» **Problem statement**
Every line holding "rough" should be copied from the records below.

» **Extracted records**
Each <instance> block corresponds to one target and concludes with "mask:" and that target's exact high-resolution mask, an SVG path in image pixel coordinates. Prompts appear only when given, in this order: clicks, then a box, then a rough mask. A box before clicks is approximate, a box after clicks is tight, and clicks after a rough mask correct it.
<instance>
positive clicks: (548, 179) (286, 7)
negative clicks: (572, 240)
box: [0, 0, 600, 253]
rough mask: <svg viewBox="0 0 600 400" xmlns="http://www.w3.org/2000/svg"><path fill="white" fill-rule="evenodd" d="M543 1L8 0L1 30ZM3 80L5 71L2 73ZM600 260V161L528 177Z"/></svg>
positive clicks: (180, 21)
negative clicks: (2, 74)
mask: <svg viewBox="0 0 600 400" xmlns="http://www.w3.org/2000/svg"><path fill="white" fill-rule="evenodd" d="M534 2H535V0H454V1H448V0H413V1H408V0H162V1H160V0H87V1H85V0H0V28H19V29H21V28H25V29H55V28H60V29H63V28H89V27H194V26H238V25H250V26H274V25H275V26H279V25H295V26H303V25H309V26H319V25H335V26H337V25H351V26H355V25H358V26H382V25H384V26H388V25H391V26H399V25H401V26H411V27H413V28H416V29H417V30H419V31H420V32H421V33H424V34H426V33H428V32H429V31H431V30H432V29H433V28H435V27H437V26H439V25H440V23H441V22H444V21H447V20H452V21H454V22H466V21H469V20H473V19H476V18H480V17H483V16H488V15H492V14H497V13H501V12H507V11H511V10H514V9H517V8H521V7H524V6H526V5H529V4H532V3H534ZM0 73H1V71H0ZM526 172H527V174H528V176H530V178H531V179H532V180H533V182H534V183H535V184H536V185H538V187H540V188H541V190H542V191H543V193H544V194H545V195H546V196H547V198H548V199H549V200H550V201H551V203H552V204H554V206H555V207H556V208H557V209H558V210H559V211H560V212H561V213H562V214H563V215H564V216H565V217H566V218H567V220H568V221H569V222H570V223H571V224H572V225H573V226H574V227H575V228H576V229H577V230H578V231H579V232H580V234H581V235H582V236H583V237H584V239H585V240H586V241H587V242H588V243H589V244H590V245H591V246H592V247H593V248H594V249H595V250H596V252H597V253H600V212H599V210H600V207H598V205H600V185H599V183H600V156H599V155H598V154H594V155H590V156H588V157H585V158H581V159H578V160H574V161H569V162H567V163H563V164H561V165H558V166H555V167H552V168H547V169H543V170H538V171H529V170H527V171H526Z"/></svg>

» **Response**
Each <instance> block corresponds to one target and concludes with "mask:" and that target's exact high-resolution mask, an SVG path in image pixel coordinates. Prompts appear only when given, in this order: clicks, then a box, then a rough mask. A box before clicks is approximate, a box after clicks is tight, and clicks after a rough mask correct it.
rough mask: <svg viewBox="0 0 600 400" xmlns="http://www.w3.org/2000/svg"><path fill="white" fill-rule="evenodd" d="M543 1L8 0L1 30ZM3 80L5 71L2 73ZM600 260V161L528 177Z"/></svg>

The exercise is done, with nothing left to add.